“Lavorare stanca” e “L’autostrada”: gli elementi comuni in Pavese e Daniele Silvestri

Un uomo si trova, solo, nello spazio vuoto che abita. All’improvviso l’arrivo di una “lei” cambia le situazioni. Cesare Pavese e Daniele Silvestri si servono di questo scenario: il risultato? Due visioni che si completano.

(Ibs)

La solitudine di un paese di cui si fatica a stabilire una motivazione, l’inutilità delle strade attorno e la presenza vuota della gente che “magari saluta”, ma non riesce a colmare l’abisso. Una prospettiva a prima vista catastrofica, ma che a ben pensarci non risulta impossibile all’interno della vita di ognuno. Proprio questo scenario è portato sul palco da due interpreti diversi: Cesare Pavese, nella sua “Lavorare stanca”, e Daniele Silvestri, con “L’autostrada”.

“Lavorare stanca”: il vuoto della solitudine e la necessità di scegliere

Traversare una strada per scappare di casa lo fa solo un ragazzo, ma quest’uomo
che gira tutto il giorno le strade, non è piú un ragazzo e non scappa di casa.

Ci sono d’estate

pomeriggi che fino le piazze son vuote, distese sotto il sole che sta per calare, e
quest’uomo, che giunge per un viale di inutili piante, si ferma.

## [COSA FARE]
A: Elenca tutte le righe dei record in cui compare la parola “umbrella”.
B: Completa la parte successiva dell’articolo su Pavese e Silvestri, riprendendo subito dopo l’ultima frase riportata.
Il testo e i record non hanno alcun legame fra loro.

## [Voci di immagini su regioni denominate]
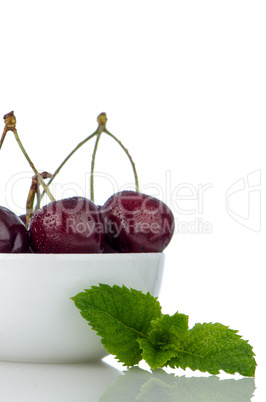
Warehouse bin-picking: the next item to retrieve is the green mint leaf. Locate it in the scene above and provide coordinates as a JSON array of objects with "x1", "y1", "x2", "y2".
[
  {"x1": 168, "y1": 323, "x2": 256, "y2": 377},
  {"x1": 138, "y1": 313, "x2": 188, "y2": 370},
  {"x1": 72, "y1": 284, "x2": 162, "y2": 366},
  {"x1": 138, "y1": 338, "x2": 177, "y2": 370}
]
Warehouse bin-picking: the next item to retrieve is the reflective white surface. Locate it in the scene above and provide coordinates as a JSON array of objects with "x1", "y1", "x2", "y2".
[
  {"x1": 0, "y1": 253, "x2": 164, "y2": 363},
  {"x1": 0, "y1": 362, "x2": 255, "y2": 402}
]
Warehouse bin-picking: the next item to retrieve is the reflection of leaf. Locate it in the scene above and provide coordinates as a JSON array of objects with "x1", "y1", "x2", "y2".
[{"x1": 100, "y1": 367, "x2": 255, "y2": 402}]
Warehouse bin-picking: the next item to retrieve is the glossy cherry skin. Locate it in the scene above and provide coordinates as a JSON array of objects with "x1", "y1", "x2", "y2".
[
  {"x1": 0, "y1": 207, "x2": 29, "y2": 253},
  {"x1": 102, "y1": 191, "x2": 174, "y2": 253},
  {"x1": 29, "y1": 197, "x2": 103, "y2": 253}
]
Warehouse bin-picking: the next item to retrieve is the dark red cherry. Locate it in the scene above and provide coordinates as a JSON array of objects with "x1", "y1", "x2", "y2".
[
  {"x1": 29, "y1": 197, "x2": 103, "y2": 253},
  {"x1": 19, "y1": 214, "x2": 27, "y2": 226},
  {"x1": 0, "y1": 207, "x2": 29, "y2": 253},
  {"x1": 102, "y1": 191, "x2": 174, "y2": 253}
]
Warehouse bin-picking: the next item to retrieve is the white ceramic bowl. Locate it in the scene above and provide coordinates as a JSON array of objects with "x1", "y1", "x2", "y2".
[{"x1": 0, "y1": 253, "x2": 164, "y2": 363}]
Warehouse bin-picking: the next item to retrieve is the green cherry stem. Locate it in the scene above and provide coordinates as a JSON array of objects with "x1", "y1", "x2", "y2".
[
  {"x1": 103, "y1": 128, "x2": 139, "y2": 192},
  {"x1": 41, "y1": 129, "x2": 98, "y2": 192},
  {"x1": 90, "y1": 126, "x2": 104, "y2": 202},
  {"x1": 0, "y1": 112, "x2": 55, "y2": 201}
]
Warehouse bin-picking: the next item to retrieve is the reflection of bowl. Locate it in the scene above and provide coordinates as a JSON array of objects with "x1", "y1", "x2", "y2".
[
  {"x1": 0, "y1": 361, "x2": 123, "y2": 402},
  {"x1": 0, "y1": 253, "x2": 164, "y2": 363}
]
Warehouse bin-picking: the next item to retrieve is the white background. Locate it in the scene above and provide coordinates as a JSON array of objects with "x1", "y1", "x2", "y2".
[{"x1": 0, "y1": 0, "x2": 266, "y2": 401}]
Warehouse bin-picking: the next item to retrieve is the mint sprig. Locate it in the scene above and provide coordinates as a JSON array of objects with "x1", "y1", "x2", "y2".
[{"x1": 72, "y1": 284, "x2": 256, "y2": 377}]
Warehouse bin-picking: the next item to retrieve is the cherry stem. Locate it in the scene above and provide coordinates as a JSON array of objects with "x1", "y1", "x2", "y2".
[
  {"x1": 0, "y1": 112, "x2": 55, "y2": 201},
  {"x1": 90, "y1": 125, "x2": 104, "y2": 202},
  {"x1": 41, "y1": 128, "x2": 98, "y2": 203},
  {"x1": 103, "y1": 128, "x2": 139, "y2": 192}
]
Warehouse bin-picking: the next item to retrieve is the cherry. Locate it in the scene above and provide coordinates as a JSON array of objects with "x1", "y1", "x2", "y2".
[
  {"x1": 0, "y1": 207, "x2": 29, "y2": 253},
  {"x1": 29, "y1": 197, "x2": 103, "y2": 253},
  {"x1": 102, "y1": 191, "x2": 174, "y2": 253}
]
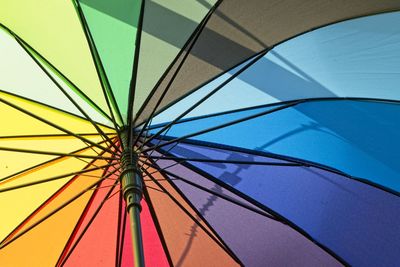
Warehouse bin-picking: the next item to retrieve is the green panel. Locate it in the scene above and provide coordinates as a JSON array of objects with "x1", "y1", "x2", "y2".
[
  {"x1": 80, "y1": 0, "x2": 141, "y2": 123},
  {"x1": 0, "y1": 0, "x2": 110, "y2": 120},
  {"x1": 133, "y1": 0, "x2": 216, "y2": 117}
]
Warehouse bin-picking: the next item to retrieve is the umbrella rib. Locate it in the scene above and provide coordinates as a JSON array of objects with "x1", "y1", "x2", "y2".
[
  {"x1": 0, "y1": 147, "x2": 116, "y2": 160},
  {"x1": 151, "y1": 156, "x2": 304, "y2": 167},
  {"x1": 115, "y1": 183, "x2": 124, "y2": 266},
  {"x1": 160, "y1": 140, "x2": 400, "y2": 199},
  {"x1": 138, "y1": 52, "x2": 266, "y2": 151},
  {"x1": 0, "y1": 23, "x2": 112, "y2": 124},
  {"x1": 0, "y1": 133, "x2": 115, "y2": 141},
  {"x1": 0, "y1": 138, "x2": 115, "y2": 182},
  {"x1": 142, "y1": 159, "x2": 280, "y2": 222},
  {"x1": 142, "y1": 168, "x2": 240, "y2": 263},
  {"x1": 60, "y1": 177, "x2": 119, "y2": 266},
  {"x1": 133, "y1": 0, "x2": 222, "y2": 149},
  {"x1": 116, "y1": 204, "x2": 128, "y2": 267},
  {"x1": 146, "y1": 97, "x2": 400, "y2": 133},
  {"x1": 55, "y1": 165, "x2": 108, "y2": 267},
  {"x1": 73, "y1": 0, "x2": 123, "y2": 132},
  {"x1": 0, "y1": 163, "x2": 118, "y2": 193},
  {"x1": 143, "y1": 186, "x2": 174, "y2": 266},
  {"x1": 127, "y1": 0, "x2": 146, "y2": 151},
  {"x1": 166, "y1": 159, "x2": 349, "y2": 266},
  {"x1": 132, "y1": 0, "x2": 223, "y2": 125},
  {"x1": 12, "y1": 37, "x2": 119, "y2": 153},
  {"x1": 0, "y1": 97, "x2": 113, "y2": 153},
  {"x1": 0, "y1": 170, "x2": 117, "y2": 249},
  {"x1": 141, "y1": 100, "x2": 303, "y2": 152}
]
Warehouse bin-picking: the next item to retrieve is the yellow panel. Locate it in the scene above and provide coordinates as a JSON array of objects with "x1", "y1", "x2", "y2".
[
  {"x1": 6, "y1": 169, "x2": 106, "y2": 246},
  {"x1": 0, "y1": 188, "x2": 93, "y2": 267},
  {"x1": 0, "y1": 92, "x2": 115, "y2": 136},
  {"x1": 0, "y1": 137, "x2": 114, "y2": 179},
  {"x1": 0, "y1": 0, "x2": 109, "y2": 117},
  {"x1": 0, "y1": 150, "x2": 106, "y2": 244}
]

## [RISPOSTE PER ESERCIZIO]
A:
Warehouse bin-picking: the next item to retrieve is the umbrella rib. Locate it in the scene above and provide coordinates as a JSON array of objects with "x1", "y1", "x2", "y2".

B:
Val la pena esser solo, per essere sempre piú solo?
Solamente girarle, le piazze e le strade sono vuote. Bisogna fermare una donna
e parlarle e deciderla a vivere insieme.
[…]

Non è certo attendendo nella piazza deserta che s’incontra qualcuno, ma chi gira
le strade si sofferma ogni tanto. Se fossero in due, anche andando per strada, la
casa sarebbe dove c’è quella donna e varrebbe la pena.

[…]
Non è giusto restare sulla piazza deserta.
Ci sarà certamente quella donna per strada che, pregata, vorrebbe dar mano alla
casa.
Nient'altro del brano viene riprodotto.